## PROVIDED INFORMATION

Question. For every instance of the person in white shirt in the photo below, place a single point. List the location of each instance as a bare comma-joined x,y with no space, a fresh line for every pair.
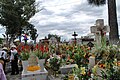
14,60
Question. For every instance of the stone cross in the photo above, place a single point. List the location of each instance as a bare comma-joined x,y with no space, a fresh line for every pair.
99,30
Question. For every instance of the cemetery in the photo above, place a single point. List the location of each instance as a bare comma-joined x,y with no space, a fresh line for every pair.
73,61
59,40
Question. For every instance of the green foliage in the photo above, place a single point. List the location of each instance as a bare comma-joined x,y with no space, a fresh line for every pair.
1,39
39,54
55,63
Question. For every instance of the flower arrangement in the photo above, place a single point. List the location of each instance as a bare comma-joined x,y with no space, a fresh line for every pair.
55,63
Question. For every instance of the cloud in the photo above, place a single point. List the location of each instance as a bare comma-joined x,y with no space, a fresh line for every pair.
63,17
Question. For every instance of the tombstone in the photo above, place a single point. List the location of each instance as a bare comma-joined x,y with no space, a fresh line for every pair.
99,29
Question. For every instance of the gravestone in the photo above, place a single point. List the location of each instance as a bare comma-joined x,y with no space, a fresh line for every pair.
99,30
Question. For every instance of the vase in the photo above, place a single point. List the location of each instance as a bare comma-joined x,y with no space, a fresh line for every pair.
41,64
24,65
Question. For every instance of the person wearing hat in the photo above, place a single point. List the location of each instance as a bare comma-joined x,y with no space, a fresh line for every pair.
3,56
14,60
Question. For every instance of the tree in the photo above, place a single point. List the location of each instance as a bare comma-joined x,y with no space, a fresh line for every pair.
112,18
15,14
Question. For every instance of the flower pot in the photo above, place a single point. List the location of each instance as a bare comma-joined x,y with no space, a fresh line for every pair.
41,63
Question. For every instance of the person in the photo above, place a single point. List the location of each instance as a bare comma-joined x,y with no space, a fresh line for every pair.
14,60
3,56
2,74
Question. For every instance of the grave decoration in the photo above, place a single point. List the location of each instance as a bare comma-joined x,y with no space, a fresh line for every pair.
33,63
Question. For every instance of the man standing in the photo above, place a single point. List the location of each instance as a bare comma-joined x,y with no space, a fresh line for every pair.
14,60
3,56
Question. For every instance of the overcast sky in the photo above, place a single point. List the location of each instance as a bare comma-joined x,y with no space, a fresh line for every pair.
63,17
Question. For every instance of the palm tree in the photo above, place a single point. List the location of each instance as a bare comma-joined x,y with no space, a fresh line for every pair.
112,18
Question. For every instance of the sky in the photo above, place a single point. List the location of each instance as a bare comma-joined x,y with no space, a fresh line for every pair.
63,17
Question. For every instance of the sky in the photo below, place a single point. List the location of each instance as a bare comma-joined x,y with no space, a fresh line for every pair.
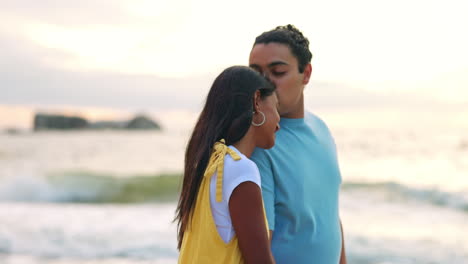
139,55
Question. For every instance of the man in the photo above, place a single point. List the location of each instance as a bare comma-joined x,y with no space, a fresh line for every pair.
300,174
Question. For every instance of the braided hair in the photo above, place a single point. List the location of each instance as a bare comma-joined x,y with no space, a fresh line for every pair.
291,37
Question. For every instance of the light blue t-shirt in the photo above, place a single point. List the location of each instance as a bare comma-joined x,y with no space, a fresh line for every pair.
300,186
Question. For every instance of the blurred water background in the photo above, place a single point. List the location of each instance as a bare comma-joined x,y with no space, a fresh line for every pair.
109,196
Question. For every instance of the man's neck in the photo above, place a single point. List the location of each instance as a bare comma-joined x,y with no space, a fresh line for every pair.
298,112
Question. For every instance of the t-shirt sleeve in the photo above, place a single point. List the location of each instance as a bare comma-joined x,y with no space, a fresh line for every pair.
263,162
239,172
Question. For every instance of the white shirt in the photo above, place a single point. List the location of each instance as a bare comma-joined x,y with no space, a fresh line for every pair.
235,173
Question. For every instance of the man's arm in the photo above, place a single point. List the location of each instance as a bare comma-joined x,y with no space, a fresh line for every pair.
343,253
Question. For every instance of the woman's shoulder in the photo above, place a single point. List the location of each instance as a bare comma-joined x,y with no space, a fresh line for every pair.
242,167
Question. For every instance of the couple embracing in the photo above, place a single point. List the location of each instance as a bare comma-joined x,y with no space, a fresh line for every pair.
261,179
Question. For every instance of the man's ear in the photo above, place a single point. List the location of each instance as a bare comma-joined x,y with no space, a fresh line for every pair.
257,99
307,74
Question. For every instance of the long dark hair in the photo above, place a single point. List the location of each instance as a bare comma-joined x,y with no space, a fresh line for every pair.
227,114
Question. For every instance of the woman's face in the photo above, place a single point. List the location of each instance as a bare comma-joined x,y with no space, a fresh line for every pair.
265,134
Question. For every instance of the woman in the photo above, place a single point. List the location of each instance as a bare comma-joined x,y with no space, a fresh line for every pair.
220,212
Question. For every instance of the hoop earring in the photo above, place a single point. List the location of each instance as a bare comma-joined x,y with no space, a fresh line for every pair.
261,123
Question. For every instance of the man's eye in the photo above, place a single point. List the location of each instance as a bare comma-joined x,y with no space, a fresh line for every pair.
278,73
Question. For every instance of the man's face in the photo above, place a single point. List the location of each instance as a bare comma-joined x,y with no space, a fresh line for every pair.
276,61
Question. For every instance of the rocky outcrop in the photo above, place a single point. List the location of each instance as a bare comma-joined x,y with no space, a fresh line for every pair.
50,121
47,121
142,122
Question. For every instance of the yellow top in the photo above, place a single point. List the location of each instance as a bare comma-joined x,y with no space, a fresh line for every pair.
202,242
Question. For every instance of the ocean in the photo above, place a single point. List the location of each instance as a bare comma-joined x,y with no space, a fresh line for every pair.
110,196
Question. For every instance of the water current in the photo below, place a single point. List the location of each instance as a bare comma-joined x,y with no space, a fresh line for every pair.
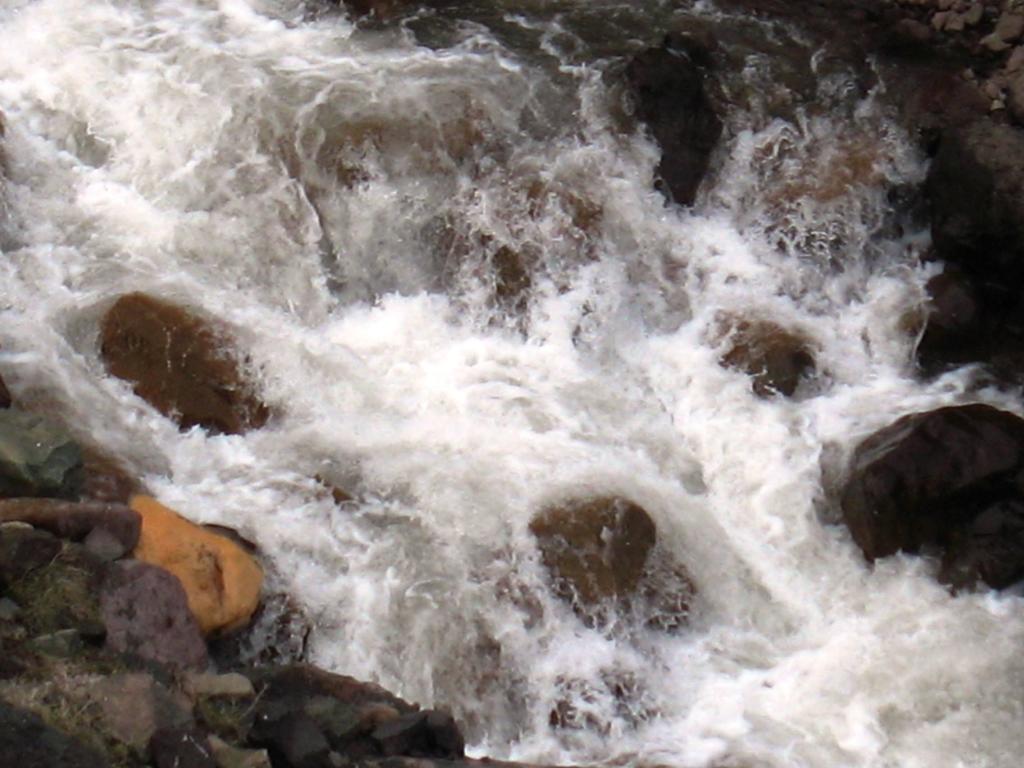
346,198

## EXERCISE GOAL
Repeat the material above in full and unchanged, minus its images.

## WORKED SOLUTION
Question. For every instance of the person in white shirt in the photo below, place a single point. List the location of each instance as a bare comma-joined x,y with no space, a fresh line for every pair.
14,60
Question. For every instance of the stone cross in the photo above, place a single point. List the location of each instance as a bare comma-joined x,y with no space, a fresh line for every pair.
99,30
Question. For every instance of the cemetery in the photo above, place a single point. List the location of each instance as a bare comma-joined x,y with no space, a fresh line for every pair.
73,61
59,40
Question. For every instance of the green foliage in the photo above, place a single point. List the location of each instance as a bare comma-joined x,y with no space, a fresh line for every pair.
1,39
39,54
55,63
Question. For every instance of the flower arrangement in the photo above, place a single point. List the location of each instance as a bare comma-joined x,y with no space, a fresh line for every pair.
55,63
Question. For every instance of the cloud in the photo above, place a single point. List the location of each instance as a bare comma-joined x,y with no space, a fresh line for every pair.
63,17
Question. For every instance of the tombstone in the photo above, place a single point. List the location of each instance as a bare comma-joined x,y with no space, a fresh line for every pair.
99,29
Question. For every instance of the gravestone in the photo above, place a single point. List the location of each instance as a bare comma-joined x,y with no space, a fresh line for every pair.
99,30
Question. For every instance of the vase in the photo above, place a single point. List the location of each instance as a bare comma-joined x,y with no space, a fresh line for every pair.
41,64
24,65
Question. For every instance of the person wearing hat in the photo above, place a single point. List the location of each instance as a bare comma-joined x,y with no space, a fresh line for every pair.
3,56
14,60
Question. For every instance of the tree in the photo above, place a single point. List the location of each instance as a bare comma-joined x,y with no space, a fresh line for every pair.
112,18
15,14
Question. For every instance of the flower pot in the photo above, place a single point. List the location of each instance as a bare comma-joined x,y with no space, a fresh line for every pair.
41,63
Question. For every instance of the person in the photo above, place a single point. List the location of each instance as a bare comma-joined x,y with no space, a fresh line for every pair.
14,60
3,56
2,74
Question. For every instance of the grave decoration in the photo above, place a single point. List the location of each instance as a bare comma-joined x,y with no space, a fresh line for every pair.
33,63
Question. For every instance of the man standing in the photo above, place a single point. List the location of each instance as a bare comma-joined x,y with no space, a fresh line for every pair.
14,60
3,56
Question. For every instance of the overcast sky in the photo above, place a single point. List the location of each instance as a bare comma-joined x,y with no space, a fresh line for every pair.
63,17
Question. For every instance of the palm tree in the photo above, place a single point. List the location of each instance as a bare comma-joined x,y with no space, a fresh line for every pair.
112,18
Question. For every instance of the sky in the photo above, place a single point. List the location of each instance as a bare comma-joined x,y with no space, a fresh line for every pair.
63,17
Question. For every instance of the sky in the photo below, place a single point. List the location of each instance as a bare comma-joined x,y with no space, a fresh line for every pair.
139,55
Question. For every instance of the man in the photo above, place a single point. List the location of each instance as a bare comma-joined x,y with no space, a fresh line for every pair.
300,174
Question. For every instance of the braided hair in the photo above, place a single point. List the location of each instance as a bare comma-joined x,y with no space, a fresh line for every pair.
291,37
Question. For every instance of the light blue t-shirt in the photo above, place a single point. List the location of each instance as a bare comma-joined x,y with no space, a fresh line for every pair.
300,186
Question. For every instance of the blurred water background in the photo above, place a single point. List the location of each instance as a bare comma-joined x,y with no space, a fresh line for every pair.
109,196
Question. For every instance of the man's neck in the photo above, place a single point. List the location of each instance as a bare comma-joined x,y with no space, a fresh line for every pair.
298,112
Question. For every instance of the t-shirt sleeve in the photo above, place a single point. List the location of each instance as a bare comma-joined x,y with no space, a fresh line for every pair.
263,162
239,172
Question. For every instance of the white shirt in the photo above, place a single point. List the location of each instance as a bare comma-joined x,y with no space, a fresh line for every pair.
235,173
Question. For every instance of the man's arm in the photo above, place a single point. List the location of each instance as a bare comma-joined x,y with no space, a fresh line for every pair.
343,253
Question. For every instance of the woman's shoulder in the photo above, place a single point. List the location of each instance as a bare comma-joined x,y with no space, a fresh line for every pair.
242,167
Question. For every instance of the couple embracing in the photo above, place a single point. List the location of each instance as a bare comma-joined x,y with no space, a fresh line for every pair.
261,179
Question. For every instance of the man's ear in the photo above, place a single point. List the location of each instance as a bare comma-joined x,y with no space, a fresh line for every pair.
257,99
307,74
Question. For every instance of the long dark hair in the photo above, place a single point. List the location of each instance as a bare comma-joined x,y with no space, a fresh line for every pair.
227,114
Question. For every instance of the woman's face in the photo above, place a single point. List the location of each instance as a bare comma-joined x,y with no space, a fresh line for every pair.
265,134
Question. For every instance of the woman in the photo above, place a single point. List the location of each instance as a bare comma-joined x,y with no space, a fresh line for every pair.
220,212
Question. For every instance of the hoop earring in the photo above, place a single point. List the location of each instance as a bare comma-joined x,y with no space, a fresh line for every pair.
261,123
Question. For every instance of the man's eye in the photo above, place a single point. List the location of each instance as a bare comma-joined x,y with no space, a fresh line for every pair.
278,73
Question. For every instance of the man's face in the photo above, place a single point. List the location of each instance as a bare comma-joined x,y with no space, a fresh line for every pair.
276,61
Question. For every instance of the rocky outcrop in the photo above, place a single point. List the location of each instance as a bare comma-joined x,y with no space, a fresh line for every pair.
50,121
47,121
142,122
Question. For every instance of the yellow top in the photo above, place a single point. List the location of each instance as a bare comma-joined x,y with no space, a fresh line for every pair.
202,242
Question. For every instance of the ocean in the photo above, place a single point. List the location of each instance as a bare comma-joined x,y with no space, a fresh line for every pair.
110,196
Question. For every instance of the water current in the photo below, place a single point. List the location of each instance as a bare comma-joined x,y with no space, a fresh line for every pair.
346,198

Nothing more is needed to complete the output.